Segment Start: Available records

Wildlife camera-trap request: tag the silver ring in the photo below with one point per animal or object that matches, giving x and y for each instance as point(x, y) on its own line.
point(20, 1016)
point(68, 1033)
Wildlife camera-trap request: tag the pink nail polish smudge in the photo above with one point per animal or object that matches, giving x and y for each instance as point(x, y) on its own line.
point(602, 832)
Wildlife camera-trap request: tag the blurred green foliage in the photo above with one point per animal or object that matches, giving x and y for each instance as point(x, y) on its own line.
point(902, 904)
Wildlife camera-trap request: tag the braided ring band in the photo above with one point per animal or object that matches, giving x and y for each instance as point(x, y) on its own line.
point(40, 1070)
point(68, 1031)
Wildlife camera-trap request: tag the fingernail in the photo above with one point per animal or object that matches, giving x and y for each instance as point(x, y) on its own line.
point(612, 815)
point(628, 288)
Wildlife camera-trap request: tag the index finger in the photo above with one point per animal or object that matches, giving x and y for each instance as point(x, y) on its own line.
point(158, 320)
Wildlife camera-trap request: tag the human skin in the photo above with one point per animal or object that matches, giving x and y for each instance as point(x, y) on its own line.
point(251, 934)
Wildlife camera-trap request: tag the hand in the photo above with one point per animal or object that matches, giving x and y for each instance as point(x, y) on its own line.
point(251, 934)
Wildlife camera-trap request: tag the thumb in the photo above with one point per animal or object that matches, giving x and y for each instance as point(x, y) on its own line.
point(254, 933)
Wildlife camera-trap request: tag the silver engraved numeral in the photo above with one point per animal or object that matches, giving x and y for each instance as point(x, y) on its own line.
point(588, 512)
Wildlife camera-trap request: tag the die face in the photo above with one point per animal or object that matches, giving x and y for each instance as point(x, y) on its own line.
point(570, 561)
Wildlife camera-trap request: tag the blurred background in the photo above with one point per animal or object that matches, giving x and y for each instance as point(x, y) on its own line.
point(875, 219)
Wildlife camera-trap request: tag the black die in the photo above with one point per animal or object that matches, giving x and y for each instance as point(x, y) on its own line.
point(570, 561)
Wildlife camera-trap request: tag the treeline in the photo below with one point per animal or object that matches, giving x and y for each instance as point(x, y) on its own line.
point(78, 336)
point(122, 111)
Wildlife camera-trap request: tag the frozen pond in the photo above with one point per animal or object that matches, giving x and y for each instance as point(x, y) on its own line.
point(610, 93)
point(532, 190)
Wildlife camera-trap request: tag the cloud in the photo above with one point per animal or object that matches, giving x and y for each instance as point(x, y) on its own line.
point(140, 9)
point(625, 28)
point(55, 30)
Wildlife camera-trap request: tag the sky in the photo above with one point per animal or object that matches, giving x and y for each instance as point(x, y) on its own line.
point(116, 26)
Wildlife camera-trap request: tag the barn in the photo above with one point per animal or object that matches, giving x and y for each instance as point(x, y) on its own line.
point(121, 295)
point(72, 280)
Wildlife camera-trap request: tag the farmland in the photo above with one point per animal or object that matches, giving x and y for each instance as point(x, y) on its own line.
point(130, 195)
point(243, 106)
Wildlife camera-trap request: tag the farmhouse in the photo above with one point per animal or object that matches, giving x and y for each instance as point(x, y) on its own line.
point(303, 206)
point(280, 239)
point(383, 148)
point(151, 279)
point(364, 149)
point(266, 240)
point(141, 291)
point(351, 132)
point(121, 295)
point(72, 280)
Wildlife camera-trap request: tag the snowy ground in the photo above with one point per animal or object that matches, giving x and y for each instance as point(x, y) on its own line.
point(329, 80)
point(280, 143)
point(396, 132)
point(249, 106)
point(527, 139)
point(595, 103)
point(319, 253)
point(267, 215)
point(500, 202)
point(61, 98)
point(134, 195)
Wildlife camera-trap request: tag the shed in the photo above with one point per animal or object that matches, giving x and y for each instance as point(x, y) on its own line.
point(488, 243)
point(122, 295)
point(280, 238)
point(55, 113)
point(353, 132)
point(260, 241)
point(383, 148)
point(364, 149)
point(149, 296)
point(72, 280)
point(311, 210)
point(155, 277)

Segment End: Available records

◆ Aim of the exercise: Repeat all of the entries above exactly.

◆ Solution below:
Wildlife camera-trap request: tag the silver ring in the photo below with one point per animal or object that matches, giving x and y for each instance as point(x, y) on its own line.
point(20, 1016)
point(68, 1033)
Wildlife camera-trap request: tag the pink nail polish smudge in the photo above with one point per animal or object that matches, giving x and y for each instance as point(x, y) on its own line.
point(602, 832)
Wildlife camera-trap request: tag the blurred green foliage in the photo above with one point per animal or object that matches, giving x and y for each instance as point(x, y) on its own line.
point(902, 904)
Wildlife camera-trap request: tag the braided ring band in the photo above with one point per animal or object that matches, giving x and y for each instance as point(x, y) on its own line.
point(40, 1070)
point(68, 1031)
Wildlife camera-trap request: tag the fingernail in the photo above with one point per animal or object that matches, giving x and y for each instance as point(x, y) on its own line.
point(612, 815)
point(628, 288)
Wildlife camera-trap request: tag the index finger in the photo above with one point per animal or object that matches, giving x and y for each instance as point(x, y) on its own line.
point(158, 320)
Wildlife camera-trap request: tag the human skin in the photo above with one point per animal or object that matches, giving x and y for each instance as point(x, y) on its own line.
point(251, 934)
Wildlife camera-trap request: tag the hand in the photo above with one point per animal or object that matches, giving x and y for each instance as point(x, y) on its own line.
point(251, 934)
Wildlife camera-trap request: tag the thumb in the photo above with one point per animal or object that matches, giving x and y for each instance as point(x, y) on its own line.
point(254, 933)
Wildlife camera-trap request: tag the silver engraved numeral in the photo above with one point per animal or object that matches, giving x and y for each instance as point(x, y) on its own line.
point(588, 512)
Wildlife camera-trap request: tag the die face in the photo above with one point per animal or object that matches, giving x and y for each instance as point(x, y) on its own line.
point(570, 561)
Wildlife camera-trap request: tag the blurred background in the photo above with one point per animal or object that matches, giving x and y for each instance as point(x, y) on its own line.
point(875, 219)
Wildlife camera-trap request: tag the black die in the photo above with one point per animal or object that matches, giving x and y for each instance as point(x, y) on its own line.
point(570, 561)
Wildlife camera-trap request: tag the treeline in the photo below with one point per animal or object that matches, giving x and y for each instance as point(x, y) on its own line.
point(78, 336)
point(122, 111)
Wildlife camera-trap request: tag the frozen pond in the photo above with one point per animal or object that matches, giving x and y for each instance as point(x, y) on its own line.
point(610, 93)
point(532, 190)
Wildlife camera-trap request: tag the cloud in the photo above with one point per animal or object that matches, giving x and y for each instance as point(x, y) on its own line.
point(140, 9)
point(625, 28)
point(55, 30)
Wildlife camera-trap request: tag the sky in the photo above with one point per animal or object that matches, giving x and y for each instance as point(x, y) on its own line.
point(116, 26)
Wildlife camera-trap request: tag the barn in the photo above with one point per animal or object that matches, giving x and y for each instance as point(x, y) on its own line.
point(121, 295)
point(72, 280)
Wildlife camera-trap request: tag the farmland in the photo above with one point per animal or object that matches, giving x and y for each instance as point(x, y) on its own line.
point(130, 195)
point(243, 106)
Wildlife camera-trap request: tag the farmhouse in the photo above with one point per animal or object that matches, giving x and y for each instance as point(x, y) on its own line.
point(303, 206)
point(280, 239)
point(383, 148)
point(151, 279)
point(364, 149)
point(266, 240)
point(141, 291)
point(351, 132)
point(121, 295)
point(72, 280)
Wildlife camera-trap request: tag the snowy ground in the photo above with one point per animal or object that matches, giving x and y for each instance as point(x, y) on its own line.
point(329, 80)
point(280, 143)
point(396, 132)
point(249, 106)
point(527, 139)
point(595, 103)
point(319, 253)
point(267, 215)
point(500, 202)
point(61, 98)
point(134, 195)
Wildlife camera-trap request: tag the shed in the photo above with one point per animal or object that matches, giving x and y for each instance as point(x, y) on its own line.
point(488, 243)
point(122, 295)
point(280, 238)
point(55, 113)
point(353, 132)
point(260, 241)
point(383, 148)
point(364, 149)
point(149, 296)
point(72, 280)
point(311, 210)
point(155, 277)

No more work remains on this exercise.